SOURCE EXTRACT
================================

Excerpt from ASC 460-10-15-4

Except as provided in paragraph 460-10-15-7, the provisions of this Topic apply to the following types of guarantee contracts:
a. Contracts that contingently require a guarantor to make payments…to a guaranteed party based on changes in an underlying that is related to an asset, a liability, or an equity security of the guaranteed party.
b. Contracts that contingently require a guarantor to make payments…to a guaranteed party based on another entity’s failure to perform under an obligating agreement (performance guarantees).
c. Indemnification agreements (contracts) that contingently require an indemnifying party (guarantor) to make payments to an indemnified party (guaranteed party) based on changes in an underlying that is related to an asset, a liability, or an equity security of the indemnified party.
d. Indirect guarantees of the indebtedness of others, even though the payment to the guaranteed party may not be based on changes in an underlying that is related to an asset, a liability, or an equity security of the guaranteed party.

Guarantees of an underlying related to an asset, liability or equity security of the guaranteed party are accounted for under ASC 460 if the underlying is a separate instrument of the guaranteed party.
The payment required to be made by guarantors is not limited to payments in cash; a guarantee can require payment in cash, financial instruments, other assets, shares of the guarantor’s stock, or by providing services. Some securitizations, as well as other arrangements, may involve the subordination of the rights of some investors to the rights of others. Economically, while the subordinated investors provide credit protection, as a payment is not made, these arrangements are not in the scope of ASC 460.
Question FG 2-1 discusses if commercial letters of credit and loan commitment guarantees are within the scope of ASC 460.
Question FG 2-1
Commercial letters of credit and other loan commitments are often thought of as funding guarantees. Are commercial letters of credit and loan commitments guarantees within the scope of ASC 460?

================================

PROBLEM 1
Edit the ASC 460 excerpt, rewriting everything from "Guarantees of an" down to "within the scope of ASC 460." with "credit protection" changed to "credit enhancement".

Records excerpted from a collection
================================

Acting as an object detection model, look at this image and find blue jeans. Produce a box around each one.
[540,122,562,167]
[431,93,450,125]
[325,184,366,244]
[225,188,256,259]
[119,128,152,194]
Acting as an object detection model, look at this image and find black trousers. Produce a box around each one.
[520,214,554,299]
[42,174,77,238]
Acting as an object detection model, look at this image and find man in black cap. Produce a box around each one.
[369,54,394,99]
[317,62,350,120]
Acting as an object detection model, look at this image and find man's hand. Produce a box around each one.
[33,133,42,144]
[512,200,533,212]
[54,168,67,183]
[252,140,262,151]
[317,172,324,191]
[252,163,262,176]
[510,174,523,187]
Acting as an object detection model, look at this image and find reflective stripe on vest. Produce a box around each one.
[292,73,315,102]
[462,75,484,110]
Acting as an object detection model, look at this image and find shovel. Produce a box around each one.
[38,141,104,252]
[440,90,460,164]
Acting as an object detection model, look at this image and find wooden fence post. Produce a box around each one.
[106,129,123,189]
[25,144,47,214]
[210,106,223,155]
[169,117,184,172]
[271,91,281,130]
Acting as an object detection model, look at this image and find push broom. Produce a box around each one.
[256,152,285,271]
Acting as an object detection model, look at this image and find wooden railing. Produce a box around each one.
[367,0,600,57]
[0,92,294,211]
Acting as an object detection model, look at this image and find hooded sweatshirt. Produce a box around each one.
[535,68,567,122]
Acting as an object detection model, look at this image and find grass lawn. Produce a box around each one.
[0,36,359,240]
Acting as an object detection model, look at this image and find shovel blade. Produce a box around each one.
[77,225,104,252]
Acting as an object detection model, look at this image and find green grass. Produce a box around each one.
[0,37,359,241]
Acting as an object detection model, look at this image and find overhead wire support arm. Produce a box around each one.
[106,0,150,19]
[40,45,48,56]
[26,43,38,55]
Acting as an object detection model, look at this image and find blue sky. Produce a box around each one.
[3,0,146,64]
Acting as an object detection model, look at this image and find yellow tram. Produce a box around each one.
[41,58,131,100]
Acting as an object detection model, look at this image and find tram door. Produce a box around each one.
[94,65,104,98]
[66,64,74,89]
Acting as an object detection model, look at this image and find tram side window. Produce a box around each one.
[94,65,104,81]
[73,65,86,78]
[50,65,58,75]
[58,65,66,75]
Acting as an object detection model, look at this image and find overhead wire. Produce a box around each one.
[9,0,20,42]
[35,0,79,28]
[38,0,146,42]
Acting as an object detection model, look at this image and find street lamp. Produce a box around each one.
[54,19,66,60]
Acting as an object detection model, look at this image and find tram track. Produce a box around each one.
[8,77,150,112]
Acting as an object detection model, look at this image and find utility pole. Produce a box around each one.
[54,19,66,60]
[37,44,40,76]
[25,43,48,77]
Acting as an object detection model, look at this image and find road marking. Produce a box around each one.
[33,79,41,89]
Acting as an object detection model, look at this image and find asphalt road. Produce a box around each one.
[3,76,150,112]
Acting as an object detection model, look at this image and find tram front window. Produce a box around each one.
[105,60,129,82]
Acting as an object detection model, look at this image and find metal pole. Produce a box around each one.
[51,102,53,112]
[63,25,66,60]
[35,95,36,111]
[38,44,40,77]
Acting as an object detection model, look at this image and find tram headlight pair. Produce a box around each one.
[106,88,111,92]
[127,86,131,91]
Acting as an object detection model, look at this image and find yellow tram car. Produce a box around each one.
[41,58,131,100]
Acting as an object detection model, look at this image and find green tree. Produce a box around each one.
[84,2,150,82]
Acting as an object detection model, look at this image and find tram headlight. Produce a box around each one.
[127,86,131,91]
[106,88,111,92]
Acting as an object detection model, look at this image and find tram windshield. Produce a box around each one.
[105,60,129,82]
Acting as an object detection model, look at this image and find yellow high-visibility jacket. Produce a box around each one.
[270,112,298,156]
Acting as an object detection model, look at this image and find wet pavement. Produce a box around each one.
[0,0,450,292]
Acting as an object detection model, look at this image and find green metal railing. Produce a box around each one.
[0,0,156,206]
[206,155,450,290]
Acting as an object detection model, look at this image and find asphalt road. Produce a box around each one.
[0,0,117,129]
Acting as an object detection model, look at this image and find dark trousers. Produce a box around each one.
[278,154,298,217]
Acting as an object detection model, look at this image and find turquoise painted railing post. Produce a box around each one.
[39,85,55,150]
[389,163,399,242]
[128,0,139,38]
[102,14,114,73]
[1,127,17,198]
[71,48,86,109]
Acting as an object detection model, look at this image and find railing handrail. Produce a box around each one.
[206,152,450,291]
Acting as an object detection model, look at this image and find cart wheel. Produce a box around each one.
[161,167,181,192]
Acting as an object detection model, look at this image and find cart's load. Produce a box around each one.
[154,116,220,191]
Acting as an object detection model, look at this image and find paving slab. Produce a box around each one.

================================

PROBLEM 2
Output the lines of the listing without any changes, everything from the start of the listing down to the line that contains "[271,91,281,130]", including both ends.

WRITTEN REPLY 1
Guarantees of an underlying related to an asset, liability or equity security of the guaranteed party are accounted for under ASC 460 if the underlying is a separate instrument of the guaranteed party.
The payment required to be made by guarantors is not limited to payments in cash; a guarantee can require payment in cash, financial instruments, other assets, shares of the guarantor’s stock, or by providing services. Some securitizations, as well as other arrangements, may involve the subordination of the rights of some investors to the rights of others. Economically, while the subordinated investors provide credit enhancement, as a payment is not made, these arrangements are not in the scope of ASC 460.
Question FG 2-1 discusses if commercial letters of credit and loan commitment guarantees are within the scope of ASC 460.

WRITTEN REPLY 2
Acting as an object detection model, look at this image and find blue jeans. Produce a box around each one.
[540,122,562,167]
[431,93,450,125]
[325,184,366,244]
[225,188,256,259]
[119,128,152,194]
Acting as an object detection model, look at this image and find black trousers. Produce a box around each one.
[520,214,554,299]
[42,174,77,238]
Acting as an object detection model, look at this image and find man in black cap. Produce a box around each one.
[369,54,394,99]
[317,62,350,120]
Acting as an object detection model, look at this image and find man's hand. Produce a box around each one.
[33,133,42,144]
[512,200,533,212]
[54,168,67,183]
[252,140,262,151]
[317,172,324,191]
[252,163,262,176]
[510,174,523,187]
Acting as an object detection model, look at this image and find reflective stripe on vest. Produce a box around each one.
[292,73,315,102]
[462,75,484,110]
Acting as an object detection model, look at this image and find shovel. Produce a box around each one.
[38,141,104,252]
[440,90,460,164]
Acting as an object detection model, look at this image and find wooden fence post. Produce a box around each one.
[106,129,123,189]
[25,144,47,214]
[210,106,223,155]
[169,117,184,172]
[271,91,281,130]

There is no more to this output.